Written request: Lay out the entries starting at the line containing "[trace] blurred background -> outlines" and ending at the last of the entries as a two-column CSV with the headers text and answer, giving one row per entry. Put each field in double quotes and replace every line break with a space.

Working data:

<<<<

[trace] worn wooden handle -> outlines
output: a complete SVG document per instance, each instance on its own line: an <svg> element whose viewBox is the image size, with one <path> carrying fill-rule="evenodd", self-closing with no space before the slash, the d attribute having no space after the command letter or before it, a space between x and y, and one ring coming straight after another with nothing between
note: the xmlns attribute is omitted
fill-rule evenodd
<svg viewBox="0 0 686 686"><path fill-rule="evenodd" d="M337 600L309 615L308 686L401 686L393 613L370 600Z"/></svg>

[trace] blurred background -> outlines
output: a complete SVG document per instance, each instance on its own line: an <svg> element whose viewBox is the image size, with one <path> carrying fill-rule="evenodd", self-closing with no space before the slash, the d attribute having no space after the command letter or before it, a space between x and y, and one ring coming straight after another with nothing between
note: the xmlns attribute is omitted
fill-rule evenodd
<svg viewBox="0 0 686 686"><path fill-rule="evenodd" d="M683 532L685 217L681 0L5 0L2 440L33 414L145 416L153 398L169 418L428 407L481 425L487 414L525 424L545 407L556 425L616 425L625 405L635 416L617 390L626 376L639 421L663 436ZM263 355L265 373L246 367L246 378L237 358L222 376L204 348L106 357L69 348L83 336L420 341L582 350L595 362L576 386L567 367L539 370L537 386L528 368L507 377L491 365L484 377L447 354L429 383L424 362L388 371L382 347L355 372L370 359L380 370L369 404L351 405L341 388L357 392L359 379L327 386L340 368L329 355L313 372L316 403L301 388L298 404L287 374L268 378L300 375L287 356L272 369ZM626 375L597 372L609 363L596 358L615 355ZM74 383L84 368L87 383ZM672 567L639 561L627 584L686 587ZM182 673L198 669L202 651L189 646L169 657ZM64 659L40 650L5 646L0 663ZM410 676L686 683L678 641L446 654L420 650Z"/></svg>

>>>>

Result of the exercise:
text,answer
"[trace] blurred background -> outlines output: a complete SVG document per instance, each instance on its own line: an <svg> element whose viewBox is the image size, with one <path> carrying fill-rule=""evenodd"", self-closing with no space before the slash, the d attribute having no space after the command letter or before it, a space between x and y, and one ring coming straight after another with nothing between note: the xmlns attribute is omitted fill-rule evenodd","<svg viewBox=""0 0 686 686""><path fill-rule=""evenodd"" d=""M683 532L685 217L681 0L5 0L2 440L33 414L145 416L153 398L169 418L428 407L481 425L487 414L525 424L545 407L556 425L616 425L625 405L635 416L617 390L626 376L639 421L663 436ZM263 355L265 373L246 367L246 378L237 358L222 376L204 348L106 357L69 348L83 336L420 341L582 350L595 362L576 386L567 367L539 370L537 386L528 368L507 377L491 365L484 377L447 354L429 383L424 362L388 371L382 347L355 372L370 359L380 370L369 404L351 405L341 388L357 392L359 379L327 386L340 368L329 355L313 372L316 403L301 388L298 404L287 374L268 378L300 375L287 356L272 369ZM626 375L597 372L609 363L596 358L615 355ZM74 383L84 368L87 383ZM672 567L639 561L627 584L686 587ZM182 673L198 669L202 651L189 646L169 657ZM64 659L40 650L5 646L0 663ZM410 676L686 683L678 641L446 654L420 650Z""/></svg>"